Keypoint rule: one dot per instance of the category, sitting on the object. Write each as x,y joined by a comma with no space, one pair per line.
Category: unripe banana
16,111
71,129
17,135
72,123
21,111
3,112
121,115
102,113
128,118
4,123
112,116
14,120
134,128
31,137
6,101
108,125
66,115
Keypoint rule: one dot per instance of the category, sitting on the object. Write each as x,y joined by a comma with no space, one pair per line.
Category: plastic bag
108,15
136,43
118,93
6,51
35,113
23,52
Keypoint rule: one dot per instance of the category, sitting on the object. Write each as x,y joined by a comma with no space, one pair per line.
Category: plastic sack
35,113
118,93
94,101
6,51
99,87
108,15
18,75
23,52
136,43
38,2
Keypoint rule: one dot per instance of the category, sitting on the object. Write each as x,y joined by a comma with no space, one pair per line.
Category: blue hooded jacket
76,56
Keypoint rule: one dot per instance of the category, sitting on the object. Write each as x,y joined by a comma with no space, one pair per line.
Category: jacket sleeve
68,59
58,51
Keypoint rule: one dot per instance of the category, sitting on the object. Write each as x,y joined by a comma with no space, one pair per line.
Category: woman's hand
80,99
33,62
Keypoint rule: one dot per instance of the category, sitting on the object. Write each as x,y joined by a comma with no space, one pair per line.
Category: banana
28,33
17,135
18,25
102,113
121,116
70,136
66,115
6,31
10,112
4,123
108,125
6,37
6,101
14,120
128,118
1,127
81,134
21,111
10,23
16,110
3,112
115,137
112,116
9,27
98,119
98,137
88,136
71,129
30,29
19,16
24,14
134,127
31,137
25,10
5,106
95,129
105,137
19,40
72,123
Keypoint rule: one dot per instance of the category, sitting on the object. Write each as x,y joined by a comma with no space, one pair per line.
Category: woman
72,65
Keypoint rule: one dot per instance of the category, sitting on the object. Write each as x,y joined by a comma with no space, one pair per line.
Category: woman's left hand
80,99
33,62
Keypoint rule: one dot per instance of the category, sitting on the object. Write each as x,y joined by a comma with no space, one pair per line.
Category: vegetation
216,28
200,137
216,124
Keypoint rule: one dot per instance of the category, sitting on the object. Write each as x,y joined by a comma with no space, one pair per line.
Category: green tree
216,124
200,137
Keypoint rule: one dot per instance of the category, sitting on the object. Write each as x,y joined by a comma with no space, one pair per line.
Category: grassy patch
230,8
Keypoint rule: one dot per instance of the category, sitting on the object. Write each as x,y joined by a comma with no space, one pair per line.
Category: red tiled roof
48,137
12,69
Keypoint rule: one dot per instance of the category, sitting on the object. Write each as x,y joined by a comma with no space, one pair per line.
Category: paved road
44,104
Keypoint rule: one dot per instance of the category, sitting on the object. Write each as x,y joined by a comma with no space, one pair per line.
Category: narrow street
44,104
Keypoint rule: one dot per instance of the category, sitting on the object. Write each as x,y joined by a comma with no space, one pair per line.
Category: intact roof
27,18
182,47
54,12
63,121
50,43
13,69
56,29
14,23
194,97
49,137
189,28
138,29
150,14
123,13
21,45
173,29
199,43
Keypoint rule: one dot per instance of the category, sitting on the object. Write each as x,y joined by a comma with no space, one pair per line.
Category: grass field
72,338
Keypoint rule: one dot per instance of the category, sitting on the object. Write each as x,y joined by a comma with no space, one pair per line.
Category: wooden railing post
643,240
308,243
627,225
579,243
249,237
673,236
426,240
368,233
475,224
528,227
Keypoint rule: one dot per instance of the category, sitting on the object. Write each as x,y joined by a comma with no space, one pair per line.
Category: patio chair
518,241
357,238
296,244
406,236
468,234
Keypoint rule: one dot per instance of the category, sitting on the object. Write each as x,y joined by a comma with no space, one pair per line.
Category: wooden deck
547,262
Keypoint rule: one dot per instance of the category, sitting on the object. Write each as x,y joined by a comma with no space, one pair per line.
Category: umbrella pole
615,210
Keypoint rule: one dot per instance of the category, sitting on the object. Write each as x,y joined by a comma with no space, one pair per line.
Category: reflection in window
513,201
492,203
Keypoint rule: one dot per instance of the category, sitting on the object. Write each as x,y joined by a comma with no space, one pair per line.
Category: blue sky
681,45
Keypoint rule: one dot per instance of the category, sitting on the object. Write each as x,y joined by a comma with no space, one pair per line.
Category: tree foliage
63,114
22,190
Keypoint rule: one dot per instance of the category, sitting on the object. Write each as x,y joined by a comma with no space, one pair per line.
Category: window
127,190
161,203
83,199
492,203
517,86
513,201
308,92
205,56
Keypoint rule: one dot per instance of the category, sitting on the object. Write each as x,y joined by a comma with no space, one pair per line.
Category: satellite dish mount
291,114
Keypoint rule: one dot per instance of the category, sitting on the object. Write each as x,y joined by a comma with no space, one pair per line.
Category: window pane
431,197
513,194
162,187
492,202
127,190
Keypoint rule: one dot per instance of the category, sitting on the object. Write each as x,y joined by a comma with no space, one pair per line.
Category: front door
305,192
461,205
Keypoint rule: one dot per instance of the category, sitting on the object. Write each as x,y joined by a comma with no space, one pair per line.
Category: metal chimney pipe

▶ _BRIEF_:
Copy out each line exactly.

▶ _CORRECT RESPONSE_:
Keypoint rule: one dot per instance of the category, sitting on the object. Write each as x,y joined by a comma with no space, one pair per line.
Category: unripe banana
16,111
71,129
17,135
72,123
21,111
3,112
121,115
102,113
128,118
4,123
112,116
14,120
134,128
31,137
6,101
108,125
66,115
Keypoint rule: one dot per instance of the category, sitting on the object. Write each as x,y joined by a comma with no space, one pair per line.
Category: plastic bag
108,15
136,43
118,93
6,51
35,113
23,52
Keypoint rule: one dot per instance of the category, sitting on the object. Write each as x,y joined by a comma with no space, one pair per line.
Category: plastic sack
35,113
118,93
94,101
6,51
99,87
108,15
18,75
23,52
136,43
38,2
Keypoint rule: one dot per instance of the category, sitting on the object. Write each as x,y joined by a comma with no space, one pair per line.
Category: blue hooded jacket
76,56
Keypoint rule: one dot per instance of the category, sitting on the object. Write each as x,y joined by a comma with no space, one pair per line.
Category: jacket sleeve
68,59
58,51
Keypoint rule: one dot per instance of the category, sitting on the object. Write each as x,y joined by a comma with no space, one pair per line.
Category: woman's hand
80,99
33,62
Keypoint rule: one dot per instance of the category, sitting on the object. Write each as x,y joined by a comma with no space, one pair per line.
Category: banana
28,33
17,135
18,25
102,113
121,116
70,136
66,115
6,31
10,112
4,123
108,125
6,37
6,101
14,120
128,118
1,127
81,134
21,111
10,23
16,110
3,112
115,137
112,116
9,27
98,119
98,137
88,136
71,129
30,29
19,16
24,14
134,127
31,137
25,10
5,106
95,129
105,137
19,40
72,123
Keypoint rule: one dot per instance of the category, sitting on the object. Write each as x,y joined by a comma with no space, one pair per line.
Category: woman
72,65
Keypoint rule: one dot per instance of the category, sitting on the object. Write each as x,y joined by a comma with no space, one pair per line.
Category: woman's left hand
80,99
33,62
Keypoint rule: one dot per instance of the category, sitting on the object. Write each as x,y joined by a comma with no space, one pair per line.
Category: vegetation
216,28
200,137
216,124
Keypoint rule: one dot per instance of the category, sitting on the object. Write each as x,y joined by a comma with no space, one pair per line.
Category: green tree
216,124
200,137
Keypoint rule: one dot per instance of the category, sitting on the object. Write each as x,y joined by a comma with no space, one pair per line.
Category: grassy patch
230,8
Keypoint rule: one dot per instance of the category, sitting on the object. Write each as x,y joined by a comma with no space, one pair per line.
Category: red tiled roof
48,137
12,69
Keypoint rule: one dot per instance of the category, sitting on the object. Write each as x,y joined by a comma with no space, one pair per line.
Category: paved road
44,104
Keypoint rule: one dot per instance of the category, sitting on the object. Write each as x,y joined by a comma with no space, one pair per line.
Category: narrow street
44,104
Keypoint rule: one dot per instance of the category, sitting on the object. Write each as x,y joined by a comma with no space, one pair per line.
Category: intact roof
27,18
182,47
54,12
63,121
50,43
13,69
56,29
14,23
194,97
49,137
189,28
138,29
150,14
123,13
21,45
173,29
199,43
Keypoint rule: one dot per instance of the category, sitting on the object. Write each as x,y joined by a comma with no space, one pair per line.
Category: grass field
72,338
Keypoint rule: one dot per instance of the category, sitting on the object. Write each as x,y joined by a comma with no space, one pair per line.
Category: wooden railing post
643,240
308,243
627,225
579,243
249,237
673,236
426,240
368,233
475,224
528,227
Keypoint rule: one dot per instance of the category, sitting on the object. Write each as x,y joined by a comma with no space, one pair per line.
Category: patio chair
518,241
357,238
296,244
406,236
468,234
Keypoint rule: one dot per instance of the category, sitting on the object. Write each as x,y joined by a comma with no space, one pair per line.
Category: wooden deck
547,262
Keypoint rule: one dot per instance of the category, sitting on the object. Write each as x,y joined by a comma with no space, one pair per line.
Category: umbrella pole
615,210
Keypoint rule: one dot per instance of the category, sitting on the object. Write each as x,y joined by a comma with no space, one pair per line.
Category: reflection in window
513,201
492,203
Keypoint rule: one dot per instance of the category, sitting on the object. Write each as x,y joined by a comma with no space, one pair per line.
Category: blue sky
681,45
Keypoint rule: one dot per instance of the category, sitting on the object. Write each as x,y joined by a comma with no space, one pair per line.
Category: tree foliage
63,114
22,190
Keypoint rule: one dot per instance of the category, sitting on the object. Write each as x,y joined by a comma with no space, one pair per line.
Category: window
127,190
161,203
83,199
492,203
517,86
513,201
308,92
205,56
Keypoint rule: one dot per instance of the category, sitting on the object. Write each as x,y joined by a comma with no space, one pair per line.
Category: satellite dish mount
291,114
Keypoint rule: one dot per instance of the category, sitting on the object. Write each as x,y joined by a comma with no space, one pair per line.
Category: window pane
431,197
513,194
162,187
492,202
127,190
Keypoint rule: one dot per instance of the category, sitting on the object. Write each as x,y joined by a comma with no space, one pair per line.
Category: front door
305,192
461,205
Keypoint rule: one dot per instance of the category, sitting on the object. Write each as x,y joined by a comma with no space, one pair per line.
Category: metal chimney pipe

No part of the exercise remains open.